---------- Provided records

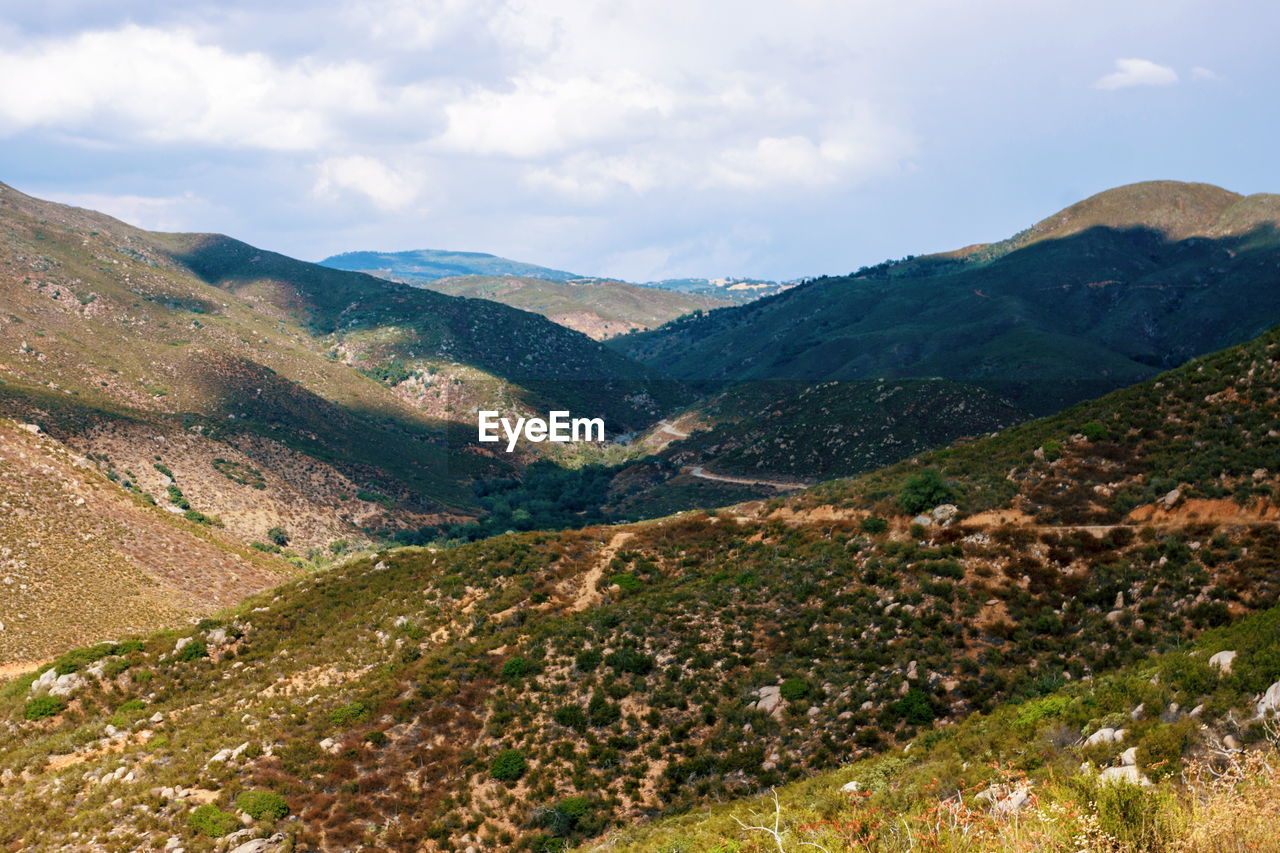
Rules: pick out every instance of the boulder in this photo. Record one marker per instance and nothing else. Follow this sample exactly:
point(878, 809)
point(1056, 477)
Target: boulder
point(1223, 662)
point(769, 701)
point(1270, 701)
point(1124, 774)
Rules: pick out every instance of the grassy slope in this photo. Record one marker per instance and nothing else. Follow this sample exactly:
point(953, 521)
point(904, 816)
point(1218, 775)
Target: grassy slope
point(82, 559)
point(598, 309)
point(622, 662)
point(1036, 744)
point(183, 350)
point(1095, 297)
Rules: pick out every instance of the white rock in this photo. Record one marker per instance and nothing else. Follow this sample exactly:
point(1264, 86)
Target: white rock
point(1125, 774)
point(1223, 661)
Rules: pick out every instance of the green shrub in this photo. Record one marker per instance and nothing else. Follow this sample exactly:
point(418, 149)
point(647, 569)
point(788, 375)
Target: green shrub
point(873, 524)
point(263, 804)
point(211, 821)
point(508, 766)
point(570, 716)
point(924, 491)
point(1161, 752)
point(1132, 816)
point(794, 689)
point(348, 714)
point(44, 706)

--------------------

[Directions for this task]
Can you copy the listing above line for line, with the pictures left out?

[Answer to this exercise]
Rules: pick out every instance of the boulder in this photo. Record one marker per instance and nothing else. Follow this sample exactly:
point(878, 809)
point(1056, 477)
Target: boulder
point(1223, 662)
point(769, 701)
point(1270, 701)
point(1124, 774)
Rules: pick out every instance of the grassy slope in this photo. Record one marker per instance and nothing else. Follow this sample exactly:
point(953, 521)
point(904, 816)
point(1218, 775)
Target: grassy slope
point(82, 559)
point(598, 309)
point(622, 662)
point(1036, 744)
point(183, 350)
point(1095, 297)
Rules: pick out every instance of the white rock in this photo. Record one marker per instance and nothing else. Follow this sample exactly:
point(1264, 86)
Target: white rock
point(1125, 774)
point(1223, 661)
Rules: pick out every instance of the green shrub in this photo. Record one marker per instance and nothing else. Follow this sample exactly:
point(418, 149)
point(647, 569)
point(788, 375)
Target: green shrub
point(873, 524)
point(263, 804)
point(211, 821)
point(508, 766)
point(570, 716)
point(924, 491)
point(1161, 752)
point(1132, 816)
point(794, 689)
point(348, 714)
point(44, 706)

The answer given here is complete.